Entries drawn from a collection:
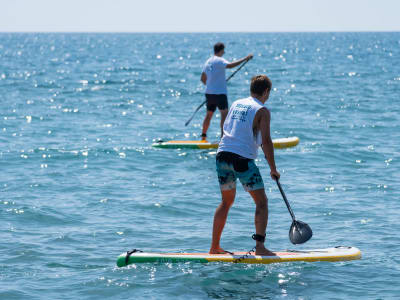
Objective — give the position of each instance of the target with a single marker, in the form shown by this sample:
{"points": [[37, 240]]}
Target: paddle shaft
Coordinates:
{"points": [[204, 102], [286, 201]]}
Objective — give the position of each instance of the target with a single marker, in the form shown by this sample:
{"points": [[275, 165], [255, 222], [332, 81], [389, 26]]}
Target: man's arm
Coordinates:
{"points": [[238, 62], [267, 144], [203, 78]]}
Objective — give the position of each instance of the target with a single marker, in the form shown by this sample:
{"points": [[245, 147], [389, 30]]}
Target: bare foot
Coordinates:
{"points": [[218, 251], [261, 250]]}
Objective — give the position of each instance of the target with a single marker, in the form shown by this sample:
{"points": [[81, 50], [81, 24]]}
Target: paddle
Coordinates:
{"points": [[299, 231], [204, 102]]}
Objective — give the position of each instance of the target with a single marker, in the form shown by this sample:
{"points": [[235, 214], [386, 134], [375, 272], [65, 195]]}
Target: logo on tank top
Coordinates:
{"points": [[240, 112]]}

__DIRECTIVE__
Write out every line of the records above again, requests included, and offset each point coordinate in the answers by -84 while leaving the numbers in the requests and their sample formats unchanged. Leave the pictures out of your answer.

__CORRECT OUTPUT__
Objective — give the position of each instance of the target with a single marker, in the form shown by this sample:
{"points": [[37, 240]]}
Target: paddle shaft
Coordinates:
{"points": [[120, 18], [202, 117]]}
Objective — give the position of each instance of the target with a single marker, in the form shown by this sample:
{"points": [[275, 165], [255, 222], [332, 81], [389, 26]]}
Target: man's arm
Coordinates:
{"points": [[154, -22], [183, 60], [119, -6]]}
Objective — give the position of each instance of the target with a single marker, in the form shown by this sample:
{"points": [[245, 147], [389, 30]]}
Target: bare foot
Coordinates:
{"points": [[134, 167], [177, 166]]}
Objective — give the position of each instance of the target with a single marker, in the form shown by this sample:
{"points": [[81, 50], [81, 24]]}
Target: paddle
Coordinates:
{"points": [[215, 147], [120, 18]]}
Objective — give the position of each instance of the target with a single marker, in the form shown by this sample:
{"points": [[235, 214], [386, 134], [375, 272], [65, 195]]}
Target: logo on tank top
Coordinates:
{"points": [[156, 28]]}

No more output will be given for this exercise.